## Extract provided
Kathleen Blanchard's picture
BPA Household Items

Health conscious consumers have been rallying against the plasticizer Bisphenol-A that has been linked to ill health effects New research shows, contrary to what we thought we knew, that even tiny amounts of BPA poses significant health risks to humans and wildlife alike. The finding is frightening, considering we’ve all been exposed to the chemical daily.

Just last month scientists published findings that BPA is a concern for raising breast cancer risk in women. Bisphenol-A is an endocrine (hormone) disruptor that has been linked to miscarriage, heart rhythm problems, behavior problems, obesity, tooth decay and other serious diseases.

Rat studies have shown the chemical that is in plastics, dental sealants, the lining of food cans and more and is also used as a coating on grocery store receipts can interfere with male testosterone levels that could lead to male infertility. Rat fetuses exposed to the chemical have shown reproductive abnormalities.

Even in the wild BPA and other environmental toxins, perhaps combined even, have been suspected to be the cause of some pretty bizarre anomalies - for instance, frogs with both male and female characteristics.

## Work to complete
**a)** In the BPA article, what kind of disruptor is Bisphenol-A called?
**b)** List every product or material that the BPA article says contains the chemical or is coated with it.
**c)** Continue the article on BPA in household items from the point where it ends.
The rows that come next are separate material and have nothing to do with the BPA article.

## Data extracts
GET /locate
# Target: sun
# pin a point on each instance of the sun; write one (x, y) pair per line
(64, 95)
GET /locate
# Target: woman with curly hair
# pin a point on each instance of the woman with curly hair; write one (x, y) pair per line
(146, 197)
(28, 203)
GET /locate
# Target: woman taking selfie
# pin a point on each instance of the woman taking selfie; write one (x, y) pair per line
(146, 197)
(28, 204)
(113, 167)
---
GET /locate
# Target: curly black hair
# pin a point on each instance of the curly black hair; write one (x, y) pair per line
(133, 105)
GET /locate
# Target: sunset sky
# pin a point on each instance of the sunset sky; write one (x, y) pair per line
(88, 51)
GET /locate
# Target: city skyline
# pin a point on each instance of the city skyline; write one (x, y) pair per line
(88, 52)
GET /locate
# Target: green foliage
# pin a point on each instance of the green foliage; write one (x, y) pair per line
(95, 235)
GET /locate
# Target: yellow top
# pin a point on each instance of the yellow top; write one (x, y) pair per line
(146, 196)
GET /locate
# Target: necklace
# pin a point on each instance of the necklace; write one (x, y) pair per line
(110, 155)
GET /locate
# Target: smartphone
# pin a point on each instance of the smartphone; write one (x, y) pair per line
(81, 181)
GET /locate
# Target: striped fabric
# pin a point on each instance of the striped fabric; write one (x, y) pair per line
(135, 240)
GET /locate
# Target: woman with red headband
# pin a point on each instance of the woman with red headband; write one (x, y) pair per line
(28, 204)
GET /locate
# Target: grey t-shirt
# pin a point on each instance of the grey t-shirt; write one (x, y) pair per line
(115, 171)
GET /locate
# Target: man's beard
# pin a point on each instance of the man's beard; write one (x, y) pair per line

## Results
**a)** An endocrine (hormone) disruptor.

**b)**
- Plastics
- Dental sealants
- The lining of food cans
- Grocery store receipts (as a coating)

**c)**
The newest BPA finding

According to the newest finding, typical toxicology reports have found only very high levels of BPA disrupt the hormone response in the body.

For decades scientists have studied the effect of BPA but they haven’t been matching the endpoints of their studies with the toxicology reports.

Researchers who study endocrine disruption collected new data then scrutinized its effect on cells, animals and humans, to find BPA can cause health harm even in tiny doses.

What exactly is BPA?

Bisphenol-A is an epoxy resin that has been identified as an endocrine disruptor since the 1930’s. Its biggest use is to make polycarbonate plastics.

But it’s also used to make eyeglasses, dental fillings, sealants, electronic devices in the home and media like DVDs and CDs.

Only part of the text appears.